_WHAT YOU WILL DO:_
The Getopt::Declare passage gives examples of sources that correspond to an interactive TTY. List every one of those examples.

_DOCUMENT PASSAGE:_

----

A subroutine reference
in which case the subroutine is called to generate text to be parsed. Each time the subroutine returns a defined value, that value is stringified and parsed. When the subroutine eventually returns an undef, parsing ceases.
 
A string
in which case Getopt::Declare::new() parses the string directly, returning undef if the parse fails.
Note that if any specified source corresponds to an interactive TTY (for example: \*STDIN or ['-'] or [-STDIN] or new IO::File('<-')), then data from that source is read in (and parsed) line-by-line, after the processing of any other source files (see "Simple input handling" for an example).

Using Getopt::Declare objects after command-line processing

After command-line processing is completed, the object returned by Getopt::Declare::new() can be used to access parsed parameter data, or to issue usage or version information, or to do further processing.

Parameter data

For each successfully matched parameter, the Getopt::Declare object will contain a hash element. The key of that element will be the leading flag or parameter variable of the parameter. The value of the element will be a reference to another hash which contains the names and values of each distinct parameter variable and/or punctuator which was matched by the parameter. Punctuators generate string values containing the actual text matched. Scalar parameter variables generate scalar values. List parameter variables generate array references.

As a special case, if a parameter consists of a single parameter variable (optionally preceded by a flag), then the value for the corresponding hash key is not a hash reference, but the actual value matched.

For example, given the following specification:

        $args = new Getopt::Declare q{
                -v <value> [exact]      Specify search value
                <infile>                Input file
                -o <outfiles>...        Output files
        };
the object $args would have the following members (assuming that all parameters were matched):
 
$args->{'-v'}{'<value>'}  The argument matched by the <value> parameter variable of the -v parameter.

----

_DATA SECTION:_

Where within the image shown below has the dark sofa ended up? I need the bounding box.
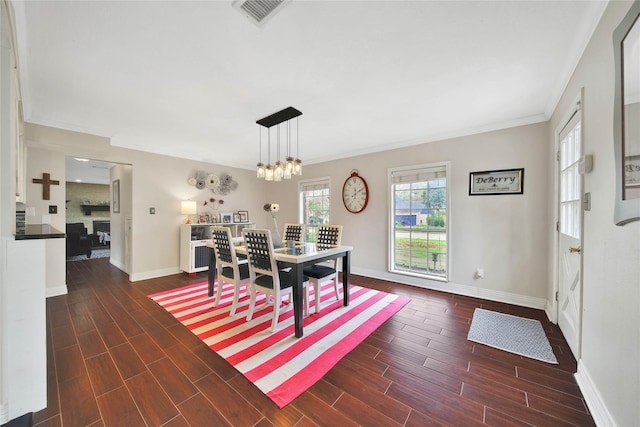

----

_CORRECT RESPONSE:_
\*STDIN
['-']
[-STDIN]
new IO::File('<-')